── Testo mostrato ──

Gesù vede Zaccheo su un sicomoro e si fa invitare a casa sua. William Hole, Vita di Gesù , 1890 circa.
"Zaccheo cercava di vedere
Gesù, ma non riusciva a causa
della folla, perchè era piccolo
di statura."
(Luca 19,3)
La vicenda vissuta da Zaccheo, in ebraico
Zakkai
, cioè “puro, innocente” – un nome un po’ paradossale per un personaggio molto discusso come poteva essere un capoesattore (architelónes
) per conto dello Stato straniero romano e dei suoi prìncipi ebrei
satelliti –
è narrata solo dall’evangelista Luca
che la ambienta nella città di Gerico, l’antichissimo e prospero centro situato in un’oasi
della valle del Giordano. Noi vogliamo evocare questo episodio per due ragioni. La prima
è nella citazione che abbiamo proposto e si
tratta solo di una curiosità.
Zaccheo sale su un albero di sicomoro,
una pianta tipica del clima subtropicale, perché – essendo basso di statura – non riusciva a vedere Gesù che attraversava la città circondato dalla folla. La curiosità è nell’ipotesi fantasiosa (e improbabile nel testo) che
quella “piccolezza” fosse propria della statura di Gesù.
Questa interpretazione stravagante riflette il desiderio frustrato di sapere
qualcosa di più, attraverso i Vangeli, sulla figura concreta di Cristo. Nei primi secoli si è
cercato di colmare il silenzio evangelico ricorrendo ad applicazioni libere di immagini
bibliche messianiche.
Così, si è creato un Gesù dal viso sgraziato
per adattargli quel passo del quarto canto del
Servo sofferente del Signore che suona così:
«Non ha apparenza né bellezza per attrarre il
nostro sguardo, non splendore per poterne
godere» (Isaia
53,2). E Origene, nel III secolo,
aveva concluso, sulla scia anche della nostra
citazione lucana: «Gesù era piccolo, sgraziato,
simile a un uomo da nulla». All’antipodo si
colloca, a partire dal IV secolo, su influsso anche degli ideali classici greco-romani, il profilo di un Cristo avvenente, incarnazione di un
altro passo messianico anticotestamentario,
il carme nuziale regale del Salmo 45: «Tu sei il
più bello tra i figli dell’uomo».

───
── Righe del dataset ──

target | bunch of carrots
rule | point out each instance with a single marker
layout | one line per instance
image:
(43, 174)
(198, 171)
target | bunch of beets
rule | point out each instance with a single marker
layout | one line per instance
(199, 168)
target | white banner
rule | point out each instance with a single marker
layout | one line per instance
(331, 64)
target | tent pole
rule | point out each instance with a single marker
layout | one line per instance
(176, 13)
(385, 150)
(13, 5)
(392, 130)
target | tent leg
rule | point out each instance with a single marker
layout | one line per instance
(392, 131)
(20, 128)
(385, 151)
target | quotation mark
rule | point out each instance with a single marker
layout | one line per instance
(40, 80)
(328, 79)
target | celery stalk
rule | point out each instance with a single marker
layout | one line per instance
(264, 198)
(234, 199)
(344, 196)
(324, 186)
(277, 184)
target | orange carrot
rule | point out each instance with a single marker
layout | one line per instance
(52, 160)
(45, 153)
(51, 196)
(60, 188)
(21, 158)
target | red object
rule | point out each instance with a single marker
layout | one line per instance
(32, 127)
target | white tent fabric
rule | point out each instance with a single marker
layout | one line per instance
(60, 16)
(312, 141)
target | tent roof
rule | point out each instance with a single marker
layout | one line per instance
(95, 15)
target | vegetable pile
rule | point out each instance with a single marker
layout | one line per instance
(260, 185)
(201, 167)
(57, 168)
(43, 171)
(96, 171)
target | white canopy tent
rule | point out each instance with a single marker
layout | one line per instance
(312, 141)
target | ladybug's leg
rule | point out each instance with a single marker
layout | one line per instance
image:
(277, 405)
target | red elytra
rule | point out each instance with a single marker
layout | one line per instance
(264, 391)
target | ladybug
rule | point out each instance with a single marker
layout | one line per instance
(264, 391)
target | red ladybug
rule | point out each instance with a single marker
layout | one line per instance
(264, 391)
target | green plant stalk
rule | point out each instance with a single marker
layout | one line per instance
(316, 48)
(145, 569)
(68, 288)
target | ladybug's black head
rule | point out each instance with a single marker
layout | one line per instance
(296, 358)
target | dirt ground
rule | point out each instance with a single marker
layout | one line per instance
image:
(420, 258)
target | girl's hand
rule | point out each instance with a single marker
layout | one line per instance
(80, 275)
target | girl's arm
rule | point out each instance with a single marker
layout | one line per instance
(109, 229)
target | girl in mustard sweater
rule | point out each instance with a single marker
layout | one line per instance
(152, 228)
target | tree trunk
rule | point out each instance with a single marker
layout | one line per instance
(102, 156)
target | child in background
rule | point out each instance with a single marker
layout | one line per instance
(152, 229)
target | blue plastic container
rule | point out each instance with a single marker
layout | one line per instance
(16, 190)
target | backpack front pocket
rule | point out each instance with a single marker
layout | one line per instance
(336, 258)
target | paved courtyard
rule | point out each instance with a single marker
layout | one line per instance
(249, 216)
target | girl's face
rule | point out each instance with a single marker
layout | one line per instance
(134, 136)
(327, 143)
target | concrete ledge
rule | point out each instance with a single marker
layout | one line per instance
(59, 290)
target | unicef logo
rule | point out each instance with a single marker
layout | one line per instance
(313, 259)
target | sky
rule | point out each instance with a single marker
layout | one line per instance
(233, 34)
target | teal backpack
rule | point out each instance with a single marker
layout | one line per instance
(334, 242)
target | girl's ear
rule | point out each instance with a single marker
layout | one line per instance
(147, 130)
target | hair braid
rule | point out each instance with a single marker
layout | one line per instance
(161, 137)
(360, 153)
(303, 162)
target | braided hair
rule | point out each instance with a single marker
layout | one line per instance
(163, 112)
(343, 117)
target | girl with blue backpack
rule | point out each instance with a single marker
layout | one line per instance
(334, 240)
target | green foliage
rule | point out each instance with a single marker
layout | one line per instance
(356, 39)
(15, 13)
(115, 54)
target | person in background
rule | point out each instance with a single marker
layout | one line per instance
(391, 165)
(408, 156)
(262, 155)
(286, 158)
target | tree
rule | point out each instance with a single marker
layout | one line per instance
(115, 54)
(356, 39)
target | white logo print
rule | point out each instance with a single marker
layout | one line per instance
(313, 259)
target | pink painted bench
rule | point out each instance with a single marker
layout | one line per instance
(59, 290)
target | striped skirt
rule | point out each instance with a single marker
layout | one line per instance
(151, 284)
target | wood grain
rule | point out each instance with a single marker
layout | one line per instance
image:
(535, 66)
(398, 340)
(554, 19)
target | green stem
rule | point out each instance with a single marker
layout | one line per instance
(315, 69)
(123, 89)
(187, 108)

───

_Da produrre:_ Riporta parola per parola il tratto del testo su Zaccheo che va da "Zaccheo sale su" fino a "bibliche messianiche.".

_Risposta al compito:_
Zaccheo sale su un albero di sicomoro,
una pianta tipica del clima subtropicale, perché – essendo basso di statura – non riusciva a vedere Gesù che attraversava la città circondato dalla folla. La curiosità è nell’ipotesi fantasiosa (e improbabile nel testo) che
quella “piccolezza” fosse propria della statura di Gesù.
Questa interpretazione stravagante riflette il desiderio frustrato di sapere
qualcosa di più, attraverso i Vangeli, sulla figura concreta di Cristo. Nei primi secoli si è
cercato di colmare il silenzio evangelico ricorrendo ad applicazioni libere di immagini
bibliche messianiche.